PROBLEM DESCRIPTION>
All of the records below need to be copied exactly.

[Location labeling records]
● ● ● ● ●
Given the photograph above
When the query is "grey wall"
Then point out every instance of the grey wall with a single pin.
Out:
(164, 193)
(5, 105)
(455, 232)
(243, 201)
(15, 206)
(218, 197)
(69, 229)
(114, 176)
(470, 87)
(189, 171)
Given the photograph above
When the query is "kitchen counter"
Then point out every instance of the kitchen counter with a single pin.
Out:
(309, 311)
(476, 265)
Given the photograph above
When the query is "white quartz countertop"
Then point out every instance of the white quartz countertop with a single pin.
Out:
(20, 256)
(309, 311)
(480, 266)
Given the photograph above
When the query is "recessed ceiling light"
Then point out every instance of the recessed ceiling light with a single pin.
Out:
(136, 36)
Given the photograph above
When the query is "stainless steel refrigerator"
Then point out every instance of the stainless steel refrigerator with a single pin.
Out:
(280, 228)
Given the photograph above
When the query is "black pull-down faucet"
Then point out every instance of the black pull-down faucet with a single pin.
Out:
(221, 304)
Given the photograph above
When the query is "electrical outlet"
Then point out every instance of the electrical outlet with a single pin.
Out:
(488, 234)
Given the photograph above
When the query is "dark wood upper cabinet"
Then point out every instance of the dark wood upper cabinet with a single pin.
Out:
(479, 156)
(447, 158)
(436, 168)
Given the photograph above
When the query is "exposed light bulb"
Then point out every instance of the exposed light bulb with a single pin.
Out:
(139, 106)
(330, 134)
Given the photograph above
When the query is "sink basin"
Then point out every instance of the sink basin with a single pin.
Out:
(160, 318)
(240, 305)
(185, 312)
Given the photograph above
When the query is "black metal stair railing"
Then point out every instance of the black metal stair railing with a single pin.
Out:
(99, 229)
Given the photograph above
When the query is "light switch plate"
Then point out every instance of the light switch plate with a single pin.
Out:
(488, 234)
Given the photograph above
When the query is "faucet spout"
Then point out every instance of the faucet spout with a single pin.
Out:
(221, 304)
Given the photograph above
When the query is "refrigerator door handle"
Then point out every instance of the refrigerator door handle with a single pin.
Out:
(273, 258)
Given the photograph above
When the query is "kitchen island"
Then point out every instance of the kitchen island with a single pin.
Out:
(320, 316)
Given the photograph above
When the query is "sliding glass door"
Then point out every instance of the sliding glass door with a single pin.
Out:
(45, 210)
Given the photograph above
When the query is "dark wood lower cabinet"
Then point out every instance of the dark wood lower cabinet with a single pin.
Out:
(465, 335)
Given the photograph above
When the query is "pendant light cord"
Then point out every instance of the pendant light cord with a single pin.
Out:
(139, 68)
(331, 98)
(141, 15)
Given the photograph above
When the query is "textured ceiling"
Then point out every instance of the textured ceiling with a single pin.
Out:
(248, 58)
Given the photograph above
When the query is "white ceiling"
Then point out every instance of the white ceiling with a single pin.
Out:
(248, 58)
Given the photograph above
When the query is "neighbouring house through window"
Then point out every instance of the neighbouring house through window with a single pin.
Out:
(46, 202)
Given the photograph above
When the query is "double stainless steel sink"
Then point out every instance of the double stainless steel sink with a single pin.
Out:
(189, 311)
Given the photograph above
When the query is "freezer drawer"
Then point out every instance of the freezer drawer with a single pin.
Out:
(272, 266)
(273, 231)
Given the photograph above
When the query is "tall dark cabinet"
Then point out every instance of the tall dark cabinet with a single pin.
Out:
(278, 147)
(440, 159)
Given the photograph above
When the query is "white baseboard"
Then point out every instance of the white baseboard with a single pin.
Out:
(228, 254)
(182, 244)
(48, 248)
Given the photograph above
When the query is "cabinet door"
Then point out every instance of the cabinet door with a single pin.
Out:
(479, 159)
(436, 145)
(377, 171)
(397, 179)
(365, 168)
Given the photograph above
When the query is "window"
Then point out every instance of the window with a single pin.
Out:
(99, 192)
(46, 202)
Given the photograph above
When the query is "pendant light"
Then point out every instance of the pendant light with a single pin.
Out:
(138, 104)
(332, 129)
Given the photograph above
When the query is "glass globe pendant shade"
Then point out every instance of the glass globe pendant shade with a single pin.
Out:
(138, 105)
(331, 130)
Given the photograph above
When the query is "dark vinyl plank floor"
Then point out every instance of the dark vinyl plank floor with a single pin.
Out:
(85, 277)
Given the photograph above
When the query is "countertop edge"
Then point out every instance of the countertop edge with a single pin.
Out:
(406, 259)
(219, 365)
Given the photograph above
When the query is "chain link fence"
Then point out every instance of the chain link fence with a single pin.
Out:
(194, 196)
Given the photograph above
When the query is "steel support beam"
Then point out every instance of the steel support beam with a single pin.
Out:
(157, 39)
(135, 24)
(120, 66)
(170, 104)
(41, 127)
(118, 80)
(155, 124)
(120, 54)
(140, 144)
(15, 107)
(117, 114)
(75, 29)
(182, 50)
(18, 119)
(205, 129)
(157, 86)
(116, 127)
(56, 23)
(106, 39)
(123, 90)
● ● ● ● ●
ANSWER FOR THIS EXERCISE>
Given the photograph above
When the query is "grey wall"
Then point out every instance of the grey wall with a single pin.
Out:
(164, 193)
(5, 105)
(455, 232)
(243, 201)
(15, 206)
(218, 197)
(69, 229)
(114, 176)
(470, 87)
(189, 171)
Given the photograph above
When the query is "kitchen counter"
Then point out every instance of the kitchen counter with a single pin.
Out:
(309, 311)
(476, 265)
Given the photograph above
When the query is "white quartz countertop"
Then point out every instance of the white quartz countertop with a single pin.
Out:
(20, 256)
(309, 311)
(480, 266)
Given the photograph above
When the query is "recessed ceiling light"
Then point out every instance of the recessed ceiling light with a single pin.
Out:
(136, 36)
Given the photograph above
When the query is "stainless steel refrigerator"
Then point out every instance of the stainless steel refrigerator with a single pin.
Out:
(280, 228)
Given the photograph above
When the query is "black pull-down faucet"
Then point out every instance of the black pull-down faucet with a single pin.
Out:
(221, 304)
Given the photograph above
When the query is "electrical outlet"
Then point out every instance of the electrical outlet with a single pin.
Out:
(488, 234)
Given the photograph above
When the query is "dark wood upper cabinet"
Then point out every instance of the dark wood upper cabinet with a single pin.
Out:
(479, 156)
(447, 158)
(436, 168)
Given the photograph above
When the query is "exposed light bulb"
Then point out every instance of the exposed light bulb with a single pin.
Out:
(139, 106)
(330, 134)
Given the photograph above
When the query is "sink basin"
Then point out every instance of the sink basin with a single pin.
Out:
(160, 318)
(240, 305)
(185, 312)
Given the photograph above
When the query is "black metal stair railing"
Then point out every instance of the black metal stair railing with a single pin.
Out:
(99, 229)
Given the photograph above
When the query is "light switch plate"
Then point out every instance of the light switch plate with a single pin.
Out:
(488, 234)
Given the photograph above
When the query is "faucet spout"
Then point out every instance of the faucet spout with a single pin.
Out:
(221, 304)
Given the photograph above
When the query is "refrigerator door handle"
Then point out every instance of the refrigerator door handle with a single pin.
Out:
(273, 258)
Given the photograph above
When the query is "kitchen island"
Then point out every instance of the kitchen island with a single pin.
Out:
(320, 316)
Given the photograph above
When the query is "sliding glass door"
Then point out every instance of the sliding glass door with a single pin.
Out:
(45, 210)
Given the photograph above
When the query is "dark wood lower cabinet"
Then point out every instance of the dark wood lower cabinet with a single pin.
Out:
(465, 335)
Given the photograph above
When the query is "pendant light cord"
Then point out every instance of the pendant light cord with a single pin.
Out:
(139, 68)
(331, 98)
(141, 15)
Given the photograph above
When the query is "textured ceiling"
Then point out every instance of the textured ceiling with a single pin.
Out:
(248, 58)
Given the photograph above
When the query is "white ceiling"
Then point out every instance of the white ceiling with a single pin.
Out:
(248, 58)
Given the photograph above
When the query is "neighbouring house through window"
Then point out every instance of the neighbouring house through window with a single pin.
Out:
(46, 202)
Given the photograph above
When the query is "double stainless steel sink"
Then point out every instance of the double stainless steel sink with a single pin.
Out:
(189, 311)
Given the photograph above
When the query is "freezer drawer"
Then point out every instance of the freezer drawer with a single pin.
Out:
(272, 266)
(273, 231)
Given the photograph above
When the query is "tall dark cabinet"
Then point out every instance of the tall dark cabinet with a single pin.
Out:
(278, 147)
(440, 159)
Given the photograph above
When the query is "white baseboard"
Then point out every instance of the white baseboard with a single pin.
Out:
(228, 254)
(182, 244)
(48, 248)
Given the photograph above
When the query is "cabinet door"
Then point out every instance of the cabinet door with a single pin.
Out:
(479, 159)
(436, 145)
(377, 171)
(397, 179)
(365, 168)
Given the photograph above
When the query is "window"
Then point out every instance of the window with a single pin.
Out:
(99, 192)
(46, 202)
Given the photograph above
When the query is "pendant light"
Then point out every instance of the pendant light with a single pin.
Out:
(138, 104)
(332, 129)
Given the photograph above
When the query is "glass globe pendant shade"
Then point out every instance of the glass globe pendant shade with a single pin.
Out:
(138, 105)
(331, 130)
Given the photograph above
When the query is "dark vinyl plank floor"
Then point out every instance of the dark vinyl plank floor with a single pin.
Out:
(85, 277)
Given the photograph above
When the query is "countertop edge"
Then point out every instance of the countertop edge with a single pin.
Out:
(406, 259)
(219, 365)
Given the photograph above
When the query is "chain link fence"
Then point out every instance of the chain link fence with a single pin.
Out:
(194, 196)
Given the photograph above
When the query is "steel support beam"
Then point out every instance of the steel support beam with a single pin.
Out:
(157, 39)
(135, 24)
(120, 66)
(170, 104)
(41, 127)
(118, 80)
(155, 124)
(120, 54)
(140, 144)
(15, 107)
(117, 114)
(75, 29)
(182, 50)
(18, 119)
(205, 129)
(157, 86)
(116, 127)
(56, 23)
(106, 39)
(123, 90)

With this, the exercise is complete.